* [Consegna e requisiti]:
Trascrivi per intero l'intervista a Gaia Miacola riportata più sotto, senza cambiare nulla.

* [Brano scelto]:
%%
Intervista | Gaia Miacola architetto e interior designer
Gaia Miacola è architetto e interior designer, nota nel panorama web italiano per la qualità e quantità di contenuti che propone attraverso i vari canali social e blog dedicati. Affascinati dal suo lavoro e dall’insolita versatilità della sua comunicazione, le abbiamo chiesto di parlarci un po’ di sé e del suo modo di vivere il mondo dell’interior design “2.0”
Il tuo profilo Instagram è fonte d’ispirazione per chiunque desideri apprendere qualcosa e ricevere qualche buono spunto per la propria casa. Come ti rapporti con questo social network? Quanto credi sia importante l’attività su questa piattaforma?
Al momento Instagram non è il mio unico canale di comunicazione. Ho anche Facebook, un canale privato e ovviamente il mio Blog da cui indirizzo la diffusione dei miei contenuti web. Inizialmente mi servivo esclusivamente del Blog, ma in seguito ho sentito l’esigenza di aggiungere altri canali, fra cui Instagram in particolare, per avere un contatto più rapido e diretto con le persone. Instagram offre il grande vantaggio di poter comunicare per immagini, fondamentali nel mio settore non solo per esprimersi, ma anche per raggiungere più efficacemente l’immaginario dei clienti.
La scelta di utilizzare i social è stata per me sicuramente vincente, dato che partendo dall’avere una o due richieste di progetti al mese, ora mi ritrovo a gestirne oltre trenta o quaranta.
Parlaci del tuo blog. Per un architetto e interior designer è una scelta alquanto atipica per comunicare il proprio lavoro. Come mai hai pensato di appoggiarti a questo mezzo? Quanto incide sul tuo lavoro? Che approccio segui nella scelta dei temi da trattare e nella scrittura degli articoli? Fai tutto da sola o sei aiutata da una piccola redazione?
%%
* [Dati forniti]:
%%
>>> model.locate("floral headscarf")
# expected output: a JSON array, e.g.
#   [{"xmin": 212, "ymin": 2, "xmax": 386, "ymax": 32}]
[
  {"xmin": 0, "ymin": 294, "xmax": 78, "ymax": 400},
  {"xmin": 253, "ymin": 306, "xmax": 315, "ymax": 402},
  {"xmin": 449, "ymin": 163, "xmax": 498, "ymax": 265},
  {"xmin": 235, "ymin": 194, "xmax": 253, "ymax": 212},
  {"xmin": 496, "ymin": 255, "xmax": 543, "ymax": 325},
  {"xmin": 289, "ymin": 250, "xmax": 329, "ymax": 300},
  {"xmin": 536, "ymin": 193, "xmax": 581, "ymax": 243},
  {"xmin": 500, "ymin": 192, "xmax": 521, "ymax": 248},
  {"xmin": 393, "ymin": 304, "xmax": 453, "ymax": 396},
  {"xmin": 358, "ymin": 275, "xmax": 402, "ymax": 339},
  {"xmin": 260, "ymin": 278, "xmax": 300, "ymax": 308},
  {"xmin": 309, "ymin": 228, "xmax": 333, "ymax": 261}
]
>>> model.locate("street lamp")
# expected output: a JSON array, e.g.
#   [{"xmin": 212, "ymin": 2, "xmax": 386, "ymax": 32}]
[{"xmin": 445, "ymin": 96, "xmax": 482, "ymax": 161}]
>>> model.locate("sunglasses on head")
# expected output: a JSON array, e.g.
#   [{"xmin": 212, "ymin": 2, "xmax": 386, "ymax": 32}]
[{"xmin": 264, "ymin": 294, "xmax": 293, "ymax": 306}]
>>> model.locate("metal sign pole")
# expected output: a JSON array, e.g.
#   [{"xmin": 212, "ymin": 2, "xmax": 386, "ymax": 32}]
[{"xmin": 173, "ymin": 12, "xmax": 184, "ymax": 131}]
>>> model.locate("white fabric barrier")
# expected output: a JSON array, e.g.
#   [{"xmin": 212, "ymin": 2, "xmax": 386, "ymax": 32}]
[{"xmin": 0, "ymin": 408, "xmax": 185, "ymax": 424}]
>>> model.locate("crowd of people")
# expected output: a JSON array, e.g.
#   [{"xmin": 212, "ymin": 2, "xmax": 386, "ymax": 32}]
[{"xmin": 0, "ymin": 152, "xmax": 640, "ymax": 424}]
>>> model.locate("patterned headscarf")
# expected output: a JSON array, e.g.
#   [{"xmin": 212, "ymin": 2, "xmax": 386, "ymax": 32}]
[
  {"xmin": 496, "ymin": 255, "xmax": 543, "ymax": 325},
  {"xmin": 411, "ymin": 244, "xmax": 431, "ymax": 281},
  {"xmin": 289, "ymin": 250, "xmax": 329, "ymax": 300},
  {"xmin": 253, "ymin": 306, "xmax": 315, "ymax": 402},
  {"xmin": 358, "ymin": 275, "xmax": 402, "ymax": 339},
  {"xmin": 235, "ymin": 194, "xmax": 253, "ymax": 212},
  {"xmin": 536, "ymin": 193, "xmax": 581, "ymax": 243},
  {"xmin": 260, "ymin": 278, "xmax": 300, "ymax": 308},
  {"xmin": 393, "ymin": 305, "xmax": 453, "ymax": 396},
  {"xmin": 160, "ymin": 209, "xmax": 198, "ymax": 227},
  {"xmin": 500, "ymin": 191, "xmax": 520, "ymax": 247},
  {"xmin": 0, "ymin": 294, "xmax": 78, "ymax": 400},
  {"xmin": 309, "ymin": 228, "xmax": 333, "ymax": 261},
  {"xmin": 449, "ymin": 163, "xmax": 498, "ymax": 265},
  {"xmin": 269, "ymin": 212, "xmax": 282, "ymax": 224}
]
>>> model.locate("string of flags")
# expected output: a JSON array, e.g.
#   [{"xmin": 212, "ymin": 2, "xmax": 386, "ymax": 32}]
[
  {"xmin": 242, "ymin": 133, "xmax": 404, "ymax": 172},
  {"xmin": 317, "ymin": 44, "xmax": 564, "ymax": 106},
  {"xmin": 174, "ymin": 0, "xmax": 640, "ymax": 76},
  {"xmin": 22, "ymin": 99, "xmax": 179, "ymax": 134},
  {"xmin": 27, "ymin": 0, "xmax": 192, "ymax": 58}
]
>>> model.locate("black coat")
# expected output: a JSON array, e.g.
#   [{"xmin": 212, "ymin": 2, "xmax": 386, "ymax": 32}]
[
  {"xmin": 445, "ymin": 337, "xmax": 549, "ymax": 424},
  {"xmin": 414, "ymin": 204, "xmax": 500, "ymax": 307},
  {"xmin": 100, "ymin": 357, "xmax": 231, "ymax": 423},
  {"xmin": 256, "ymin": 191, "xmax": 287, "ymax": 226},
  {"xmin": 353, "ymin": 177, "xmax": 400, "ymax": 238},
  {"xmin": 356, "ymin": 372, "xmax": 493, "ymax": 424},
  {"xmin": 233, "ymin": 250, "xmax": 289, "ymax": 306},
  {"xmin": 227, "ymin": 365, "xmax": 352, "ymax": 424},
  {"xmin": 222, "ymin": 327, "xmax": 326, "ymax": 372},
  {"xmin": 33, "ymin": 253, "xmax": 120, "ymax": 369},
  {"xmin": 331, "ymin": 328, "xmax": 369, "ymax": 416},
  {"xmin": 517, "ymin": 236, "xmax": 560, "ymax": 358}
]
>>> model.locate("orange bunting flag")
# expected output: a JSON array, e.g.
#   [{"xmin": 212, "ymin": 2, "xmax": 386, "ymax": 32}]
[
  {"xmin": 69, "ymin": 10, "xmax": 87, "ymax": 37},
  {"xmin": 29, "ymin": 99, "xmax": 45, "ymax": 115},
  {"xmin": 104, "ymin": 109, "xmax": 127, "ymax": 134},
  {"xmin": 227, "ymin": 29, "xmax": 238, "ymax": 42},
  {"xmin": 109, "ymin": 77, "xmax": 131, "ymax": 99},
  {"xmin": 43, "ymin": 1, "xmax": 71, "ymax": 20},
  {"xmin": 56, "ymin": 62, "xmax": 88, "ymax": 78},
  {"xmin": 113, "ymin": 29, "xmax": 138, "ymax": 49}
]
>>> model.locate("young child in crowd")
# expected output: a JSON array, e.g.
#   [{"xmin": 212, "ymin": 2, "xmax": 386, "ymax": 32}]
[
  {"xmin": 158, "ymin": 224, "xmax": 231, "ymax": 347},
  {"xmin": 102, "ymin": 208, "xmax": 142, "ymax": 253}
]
%%
* [Risposta scritta]:
Intervista | Gaia Miacola architetto e interior designer
Gaia Miacola è architetto e interior designer, nota nel panorama web italiano per la qualità e quantità di contenuti che propone attraverso i vari canali social e blog dedicati. Affascinati dal suo lavoro e dall’insolita versatilità della sua comunicazione, le abbiamo chiesto di parlarci un po’ di sé e del suo modo di vivere il mondo dell’interior design “2.0”
Il tuo profilo Instagram è fonte d’ispirazione per chiunque desideri apprendere qualcosa e ricevere qualche buono spunto per la propria casa. Come ti rapporti con questo social network? Quanto credi sia importante l’attività su questa piattaforma?
Al momento Instagram non è il mio unico canale di comunicazione. Ho anche Facebook, un canale privato e ovviamente il mio Blog da cui indirizzo la diffusione dei miei contenuti web. Inizialmente mi servivo esclusivamente del Blog, ma in seguito ho sentito l’esigenza di aggiungere altri canali, fra cui Instagram in particolare, per avere un contatto più rapido e diretto con le persone. Instagram offre il grande vantaggio di poter comunicare per immagini, fondamentali nel mio settore non solo per esprimersi, ma anche per raggiungere più efficacemente l’immaginario dei clienti.
La scelta di utilizzare i social è stata per me sicuramente vincente, dato che partendo dall’avere una o due richieste di progetti al mese, ora mi ritrovo a gestirne oltre trenta o quaranta.
Parlaci del tuo blog. Per un architetto e interior designer è una scelta alquanto atipica per comunicare il proprio lavoro. Come mai hai pensato di appoggiarti a questo mezzo? Quanto incide sul tuo lavoro? Che approccio segui nella scelta dei temi da trattare e nella scrittura degli articoli? Fai tutto da sola o sei aiutata da una piccola redazione?